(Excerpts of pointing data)

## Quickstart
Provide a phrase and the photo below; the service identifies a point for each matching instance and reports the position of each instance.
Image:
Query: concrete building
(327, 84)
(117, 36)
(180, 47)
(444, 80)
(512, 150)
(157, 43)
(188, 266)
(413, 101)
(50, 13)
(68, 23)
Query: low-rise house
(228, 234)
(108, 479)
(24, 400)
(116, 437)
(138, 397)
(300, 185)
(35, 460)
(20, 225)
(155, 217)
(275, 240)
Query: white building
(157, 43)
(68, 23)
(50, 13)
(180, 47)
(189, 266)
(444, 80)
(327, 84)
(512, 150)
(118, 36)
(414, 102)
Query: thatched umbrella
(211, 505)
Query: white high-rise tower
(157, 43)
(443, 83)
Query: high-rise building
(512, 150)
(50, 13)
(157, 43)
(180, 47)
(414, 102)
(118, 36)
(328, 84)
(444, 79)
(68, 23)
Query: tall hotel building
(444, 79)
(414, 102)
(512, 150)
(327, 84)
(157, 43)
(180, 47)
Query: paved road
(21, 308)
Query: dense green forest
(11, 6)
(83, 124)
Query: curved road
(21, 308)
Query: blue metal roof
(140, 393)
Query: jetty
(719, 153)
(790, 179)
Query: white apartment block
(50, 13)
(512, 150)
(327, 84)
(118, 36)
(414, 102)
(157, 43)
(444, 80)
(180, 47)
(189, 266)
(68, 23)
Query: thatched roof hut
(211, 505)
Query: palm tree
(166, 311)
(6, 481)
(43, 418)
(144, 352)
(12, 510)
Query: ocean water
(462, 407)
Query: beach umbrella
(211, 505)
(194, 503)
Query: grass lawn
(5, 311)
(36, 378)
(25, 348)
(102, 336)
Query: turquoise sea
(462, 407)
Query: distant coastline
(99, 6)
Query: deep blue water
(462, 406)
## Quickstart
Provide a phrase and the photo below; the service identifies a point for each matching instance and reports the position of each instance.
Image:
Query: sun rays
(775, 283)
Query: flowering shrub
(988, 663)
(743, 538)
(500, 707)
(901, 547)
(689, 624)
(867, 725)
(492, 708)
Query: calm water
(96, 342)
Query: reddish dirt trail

◆ Your objective
Repeat the material above in full, exactly as it stands.

◆ Full answer
## Quickstart
Provide a phrase and the photo below; the service identifies a point for each matching instance and reports the position of each instance.
Image:
Query: concrete building
(327, 84)
(117, 36)
(180, 47)
(444, 80)
(512, 150)
(157, 43)
(188, 266)
(413, 101)
(50, 13)
(68, 23)
Query: low-rise house
(228, 234)
(108, 479)
(24, 400)
(116, 437)
(138, 397)
(300, 185)
(35, 460)
(20, 225)
(155, 217)
(275, 240)
Query: white building
(157, 43)
(68, 23)
(50, 13)
(180, 47)
(189, 266)
(444, 80)
(327, 84)
(512, 150)
(118, 36)
(414, 102)
Query: thatched umbrella
(211, 505)
Query: white high-rise tower
(157, 43)
(443, 83)
Query: high-rise building
(512, 150)
(50, 13)
(157, 43)
(180, 47)
(414, 102)
(118, 36)
(328, 84)
(444, 79)
(68, 23)
Query: tall hotel building
(444, 79)
(414, 102)
(512, 150)
(327, 84)
(157, 43)
(180, 47)
Query: paved road
(21, 308)
Query: dense green forest
(11, 6)
(83, 124)
Query: curved road
(21, 308)
Query: blue metal roof
(140, 393)
Query: jetty
(719, 153)
(790, 179)
Query: white apartment block
(50, 13)
(512, 150)
(327, 84)
(118, 36)
(414, 102)
(157, 43)
(444, 80)
(180, 47)
(189, 266)
(68, 23)
Query: thatched roof hut
(211, 505)
Query: palm tree
(166, 311)
(6, 481)
(43, 418)
(144, 352)
(12, 510)
Query: ocean water
(462, 407)
Query: beach umbrella
(211, 505)
(194, 503)
Query: grass lawn
(5, 311)
(36, 378)
(25, 348)
(102, 336)
Query: turquoise sea
(462, 407)
Query: distant coastline
(99, 6)
Query: deep blue water
(462, 406)
## Quickstart
Provide a phrase and the photo below; the service identifies a point for each matching instance and reports the position of each instance.
Image:
Query: sun rays
(775, 283)
Query: flowering shrub
(988, 663)
(743, 538)
(500, 707)
(901, 547)
(689, 624)
(867, 725)
(492, 708)
Query: calm water
(96, 342)
Query: reddish dirt trail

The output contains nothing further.